── 抽出テキスト

宇宙と光のこと ~天文学を読み解くヒント集~

先端技術センター 宮崎聡 准教授 インタビュー [3/3]

――ハイパー・シュプリーム・カムの性能を達成するために、一番重要だった技術開発は何ですか。

宮崎:大きく分けると2つあって、1つは感度の高いセンサーを50センチの広さに敷き詰めるのはなかなか簡単ではなかったです。感度も高くなければいけない。せっかく光がやってきても、そこで反射したり通り抜けたりして、信号として記録できなかったら何のために観測しているかわからないですよね。だから入ってきた光は全部つかまえたい。特に、遠方銀河は赤くなりますが、赤い光に感度を持つセンサーをつくるのは難しい。でも遠方銀河を調べるのが重要なので、難しい技術開発にも挑戦する必要がありました。具体的には、センサーを厚くして赤い光も吸収できるようにすることでクリアしました。CCD開発は浜松ホトニクス *1という会社が協力してくれました。大きいCCDを作っていないのはわかっていましたが、どうしても巨大なカメラを作りたいので「ぜひ一緒に考えてもらえませんか」と提案したら、とても快く引き受けてくださいました。

────
── 提供資料

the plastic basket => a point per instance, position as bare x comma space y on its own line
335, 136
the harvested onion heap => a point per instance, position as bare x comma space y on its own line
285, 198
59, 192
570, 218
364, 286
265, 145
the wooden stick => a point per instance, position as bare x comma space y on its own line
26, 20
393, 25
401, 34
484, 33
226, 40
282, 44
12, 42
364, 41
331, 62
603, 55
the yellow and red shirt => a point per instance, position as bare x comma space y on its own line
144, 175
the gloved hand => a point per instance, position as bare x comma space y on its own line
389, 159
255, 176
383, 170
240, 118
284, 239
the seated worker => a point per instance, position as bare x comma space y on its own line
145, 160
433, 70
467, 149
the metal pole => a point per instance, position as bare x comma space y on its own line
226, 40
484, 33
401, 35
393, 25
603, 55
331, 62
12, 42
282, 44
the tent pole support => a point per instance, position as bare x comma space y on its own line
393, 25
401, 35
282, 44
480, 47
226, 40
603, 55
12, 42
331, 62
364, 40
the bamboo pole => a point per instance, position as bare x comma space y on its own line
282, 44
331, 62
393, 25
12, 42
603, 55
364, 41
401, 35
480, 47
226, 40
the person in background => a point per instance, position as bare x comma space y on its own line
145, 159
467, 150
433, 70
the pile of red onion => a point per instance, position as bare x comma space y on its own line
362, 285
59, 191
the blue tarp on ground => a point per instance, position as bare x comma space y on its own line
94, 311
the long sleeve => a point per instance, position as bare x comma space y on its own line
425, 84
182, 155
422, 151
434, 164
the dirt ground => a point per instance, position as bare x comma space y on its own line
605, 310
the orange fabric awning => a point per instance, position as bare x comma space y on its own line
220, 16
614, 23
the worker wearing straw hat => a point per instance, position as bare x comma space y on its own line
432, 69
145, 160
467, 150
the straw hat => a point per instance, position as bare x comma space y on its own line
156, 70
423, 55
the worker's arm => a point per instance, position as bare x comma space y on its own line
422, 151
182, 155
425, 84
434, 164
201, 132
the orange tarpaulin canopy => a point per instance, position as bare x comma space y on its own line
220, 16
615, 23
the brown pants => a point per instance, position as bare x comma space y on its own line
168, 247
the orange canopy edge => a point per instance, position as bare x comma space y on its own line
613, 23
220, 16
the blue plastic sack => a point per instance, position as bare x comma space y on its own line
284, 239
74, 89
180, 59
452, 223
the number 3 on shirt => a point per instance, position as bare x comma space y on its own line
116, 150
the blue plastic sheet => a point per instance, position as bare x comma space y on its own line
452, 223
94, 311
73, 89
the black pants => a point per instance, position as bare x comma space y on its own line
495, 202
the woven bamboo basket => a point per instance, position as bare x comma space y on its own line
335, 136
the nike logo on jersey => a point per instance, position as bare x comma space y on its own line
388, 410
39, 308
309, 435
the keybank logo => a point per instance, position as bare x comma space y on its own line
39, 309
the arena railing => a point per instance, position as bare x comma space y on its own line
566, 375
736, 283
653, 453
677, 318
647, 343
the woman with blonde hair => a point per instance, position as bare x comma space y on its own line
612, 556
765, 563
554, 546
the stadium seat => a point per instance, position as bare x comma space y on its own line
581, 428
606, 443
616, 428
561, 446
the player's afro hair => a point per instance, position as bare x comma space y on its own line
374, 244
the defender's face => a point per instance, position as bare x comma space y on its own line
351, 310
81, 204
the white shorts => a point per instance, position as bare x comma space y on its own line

────

§ 指示
抽出テキストをもとに、次の問いに答えてください。
(a) 感度の高いセンサーを敷き詰める必要があったのは、どれだけの広さですか。
(b) 赤い光も吸収できるように、センサーをどうしましたか。
(c) CCD開発に協力した会社はどこですか。
資料は使わなくても答えられます。

§ 回答
(a) 50センチの広さです。
(b) センサーを厚くしました。
(c) 浜松ホトニクスです。